### WORK ITEM
The line that holds "Someone claims the cumulus" marks the start. Return it and each following line through the end of the data, unchanged.
(RECORDS PROVIDED begins)
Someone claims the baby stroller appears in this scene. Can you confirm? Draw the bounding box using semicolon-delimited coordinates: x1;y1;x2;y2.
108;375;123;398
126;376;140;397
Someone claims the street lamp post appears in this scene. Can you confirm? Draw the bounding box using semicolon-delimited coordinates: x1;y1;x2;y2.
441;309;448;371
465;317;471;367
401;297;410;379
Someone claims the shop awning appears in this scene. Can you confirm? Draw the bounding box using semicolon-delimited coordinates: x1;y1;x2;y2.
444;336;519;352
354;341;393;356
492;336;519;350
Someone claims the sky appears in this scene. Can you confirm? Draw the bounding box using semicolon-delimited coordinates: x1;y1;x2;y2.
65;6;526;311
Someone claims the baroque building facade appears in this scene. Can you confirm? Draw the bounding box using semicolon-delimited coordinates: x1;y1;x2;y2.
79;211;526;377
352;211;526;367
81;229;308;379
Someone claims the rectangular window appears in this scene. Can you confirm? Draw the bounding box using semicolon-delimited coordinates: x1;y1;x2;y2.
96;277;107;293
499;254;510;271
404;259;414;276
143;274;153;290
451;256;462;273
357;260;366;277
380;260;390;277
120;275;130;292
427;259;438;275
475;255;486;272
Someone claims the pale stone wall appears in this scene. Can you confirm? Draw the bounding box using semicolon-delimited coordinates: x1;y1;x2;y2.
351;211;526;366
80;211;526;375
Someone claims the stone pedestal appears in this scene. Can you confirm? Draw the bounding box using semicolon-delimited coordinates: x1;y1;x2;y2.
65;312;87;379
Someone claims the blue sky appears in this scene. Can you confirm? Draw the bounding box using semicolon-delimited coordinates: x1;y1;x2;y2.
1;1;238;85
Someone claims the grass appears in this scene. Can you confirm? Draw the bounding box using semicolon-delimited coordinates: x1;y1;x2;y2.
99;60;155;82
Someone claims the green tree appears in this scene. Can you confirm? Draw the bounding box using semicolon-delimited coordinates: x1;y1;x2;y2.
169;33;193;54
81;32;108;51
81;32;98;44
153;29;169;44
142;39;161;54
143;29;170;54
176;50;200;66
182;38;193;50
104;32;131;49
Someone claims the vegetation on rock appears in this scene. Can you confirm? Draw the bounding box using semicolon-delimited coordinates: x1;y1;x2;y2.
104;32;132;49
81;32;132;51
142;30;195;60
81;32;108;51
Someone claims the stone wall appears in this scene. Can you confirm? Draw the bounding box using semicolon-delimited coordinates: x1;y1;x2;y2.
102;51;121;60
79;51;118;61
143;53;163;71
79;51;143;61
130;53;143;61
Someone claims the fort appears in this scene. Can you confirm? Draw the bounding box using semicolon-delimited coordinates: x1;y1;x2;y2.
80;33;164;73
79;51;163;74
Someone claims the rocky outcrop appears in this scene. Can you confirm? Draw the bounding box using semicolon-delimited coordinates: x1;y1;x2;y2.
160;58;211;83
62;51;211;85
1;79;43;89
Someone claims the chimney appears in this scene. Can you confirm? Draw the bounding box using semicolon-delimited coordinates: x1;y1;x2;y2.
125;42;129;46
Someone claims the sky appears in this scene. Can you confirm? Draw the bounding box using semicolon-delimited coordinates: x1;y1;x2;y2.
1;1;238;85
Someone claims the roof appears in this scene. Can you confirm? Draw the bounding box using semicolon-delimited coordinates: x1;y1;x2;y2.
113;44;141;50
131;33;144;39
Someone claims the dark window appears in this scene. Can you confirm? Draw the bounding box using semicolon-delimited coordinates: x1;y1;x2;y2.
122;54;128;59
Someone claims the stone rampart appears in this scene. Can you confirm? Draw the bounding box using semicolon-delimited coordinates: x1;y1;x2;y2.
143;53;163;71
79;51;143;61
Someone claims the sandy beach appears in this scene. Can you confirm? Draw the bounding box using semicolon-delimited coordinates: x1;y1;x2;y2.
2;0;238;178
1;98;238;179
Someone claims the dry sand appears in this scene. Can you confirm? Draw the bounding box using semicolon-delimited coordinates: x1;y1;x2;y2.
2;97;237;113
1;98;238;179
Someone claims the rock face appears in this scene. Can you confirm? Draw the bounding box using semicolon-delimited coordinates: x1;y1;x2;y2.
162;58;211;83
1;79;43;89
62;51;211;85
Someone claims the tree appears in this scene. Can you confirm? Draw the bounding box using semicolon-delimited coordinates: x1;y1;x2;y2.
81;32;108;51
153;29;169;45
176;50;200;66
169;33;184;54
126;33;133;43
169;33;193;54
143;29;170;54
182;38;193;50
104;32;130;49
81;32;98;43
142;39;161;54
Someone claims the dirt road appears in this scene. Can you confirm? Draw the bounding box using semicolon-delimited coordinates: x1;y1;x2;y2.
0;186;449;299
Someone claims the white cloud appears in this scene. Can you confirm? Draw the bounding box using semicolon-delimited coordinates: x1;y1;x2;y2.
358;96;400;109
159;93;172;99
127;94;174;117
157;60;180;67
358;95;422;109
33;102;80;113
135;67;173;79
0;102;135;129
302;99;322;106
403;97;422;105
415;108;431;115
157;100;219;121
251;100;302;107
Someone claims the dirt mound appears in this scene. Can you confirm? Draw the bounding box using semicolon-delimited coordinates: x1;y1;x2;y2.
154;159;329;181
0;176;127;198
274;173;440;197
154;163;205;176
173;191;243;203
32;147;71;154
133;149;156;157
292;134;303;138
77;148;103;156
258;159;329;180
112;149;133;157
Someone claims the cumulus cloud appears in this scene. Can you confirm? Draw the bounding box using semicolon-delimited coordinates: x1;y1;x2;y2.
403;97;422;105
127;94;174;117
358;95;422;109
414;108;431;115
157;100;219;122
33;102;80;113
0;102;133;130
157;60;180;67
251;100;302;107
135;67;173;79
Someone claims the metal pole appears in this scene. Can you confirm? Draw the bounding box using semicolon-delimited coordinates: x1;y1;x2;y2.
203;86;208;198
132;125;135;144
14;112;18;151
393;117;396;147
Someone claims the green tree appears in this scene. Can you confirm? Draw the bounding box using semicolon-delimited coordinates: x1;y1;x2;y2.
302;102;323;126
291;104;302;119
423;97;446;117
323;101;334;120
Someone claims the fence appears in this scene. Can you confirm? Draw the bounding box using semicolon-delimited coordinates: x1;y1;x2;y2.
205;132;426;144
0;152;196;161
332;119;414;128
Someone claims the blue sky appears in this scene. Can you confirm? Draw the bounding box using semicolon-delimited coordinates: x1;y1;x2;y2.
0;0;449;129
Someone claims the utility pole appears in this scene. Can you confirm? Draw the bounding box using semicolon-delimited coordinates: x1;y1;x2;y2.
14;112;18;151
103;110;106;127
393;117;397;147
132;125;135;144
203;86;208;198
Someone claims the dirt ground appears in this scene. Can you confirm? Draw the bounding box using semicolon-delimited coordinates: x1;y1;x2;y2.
(RECORDS PROVIDED ends)
### RESPONSE TO THE EXERCISE
Someone claims the cumulus cloud appears in this scene. Can you confirm? Draw the bounding box using semicolon-delimited coordinates: x1;y1;x2;y2.
403;97;422;105
127;94;174;117
358;95;422;109
414;108;431;115
157;100;219;122
33;102;80;113
0;102;133;130
157;60;180;67
251;100;302;107
135;67;173;79
Someone claims the metal pole appears in this scene. Can you confirm? Draw the bounding box using semicolon-delimited coordinates: x1;y1;x2;y2.
203;86;208;198
132;125;135;144
14;112;18;151
393;117;396;147
Someone claims the green tree appears in this scene. Can you confirm? Draw the bounding box using semicolon-delimited coordinates: x1;y1;x2;y2.
302;102;323;126
291;104;302;119
423;97;446;117
323;101;334;120
Someone claims the fence appears in this scene. Can you confirm? Draw the bounding box using semicolon-delimited coordinates: x1;y1;x2;y2.
205;132;426;144
0;152;196;161
332;119;414;128
Someone claims the blue sky appears in this scene. Can you confirm? Draw the bounding box using semicolon-delimited coordinates: x1;y1;x2;y2.
0;0;449;129
Someone claims the utility pole appears in this scene. Can you confirm? Draw the bounding box using semicolon-delimited coordinates: x1;y1;x2;y2.
14;112;18;151
103;110;106;127
393;117;397;147
132;125;135;144
203;86;208;198
Someone claims the dirt ground appears in this scene. Can you confirm? Draw the bounding box using semicolon-delimited coordinates: x1;y1;x2;y2.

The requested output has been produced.